Dataset rows:
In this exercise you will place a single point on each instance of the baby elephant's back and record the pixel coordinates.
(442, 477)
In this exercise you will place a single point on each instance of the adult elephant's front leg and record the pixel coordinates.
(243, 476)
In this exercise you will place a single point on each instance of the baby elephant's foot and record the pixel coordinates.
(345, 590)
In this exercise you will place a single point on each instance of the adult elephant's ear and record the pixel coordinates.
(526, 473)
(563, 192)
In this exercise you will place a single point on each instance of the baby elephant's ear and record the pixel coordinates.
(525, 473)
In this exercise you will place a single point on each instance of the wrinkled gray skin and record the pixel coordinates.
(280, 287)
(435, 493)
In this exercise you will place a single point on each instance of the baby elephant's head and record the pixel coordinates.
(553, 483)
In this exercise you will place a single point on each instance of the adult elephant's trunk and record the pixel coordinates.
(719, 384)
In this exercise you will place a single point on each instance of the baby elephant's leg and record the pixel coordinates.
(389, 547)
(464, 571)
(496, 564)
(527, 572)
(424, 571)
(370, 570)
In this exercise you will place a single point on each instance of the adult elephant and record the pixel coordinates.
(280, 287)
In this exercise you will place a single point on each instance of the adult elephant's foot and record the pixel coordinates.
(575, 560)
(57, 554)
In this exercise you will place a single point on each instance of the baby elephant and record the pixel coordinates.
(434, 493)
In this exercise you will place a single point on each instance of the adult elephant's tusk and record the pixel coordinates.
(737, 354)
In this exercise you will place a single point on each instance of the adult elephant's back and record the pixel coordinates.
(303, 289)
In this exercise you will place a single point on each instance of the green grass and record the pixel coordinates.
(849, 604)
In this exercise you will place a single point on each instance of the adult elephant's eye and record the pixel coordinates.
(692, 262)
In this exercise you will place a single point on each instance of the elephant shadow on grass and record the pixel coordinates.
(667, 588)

◆ SET EXERCISE ◆
Copy the material starting at the line containing "green grass and record the pixel coordinates." and ending at its final line, swapping "shadow" for "silhouette" and leaving everything else unchanged.

◆ FINAL RESULT ◆
In this exercise you will place a single point on each instance of the green grass and record the pixel coordinates.
(849, 604)
In this exercise you will place a single point on each instance of the adult elephant's eye and record the pixel coordinates.
(692, 262)
In this exercise you will place a single point on each instance of the elephant silhouette on grass and record the pixel coordinates.
(667, 588)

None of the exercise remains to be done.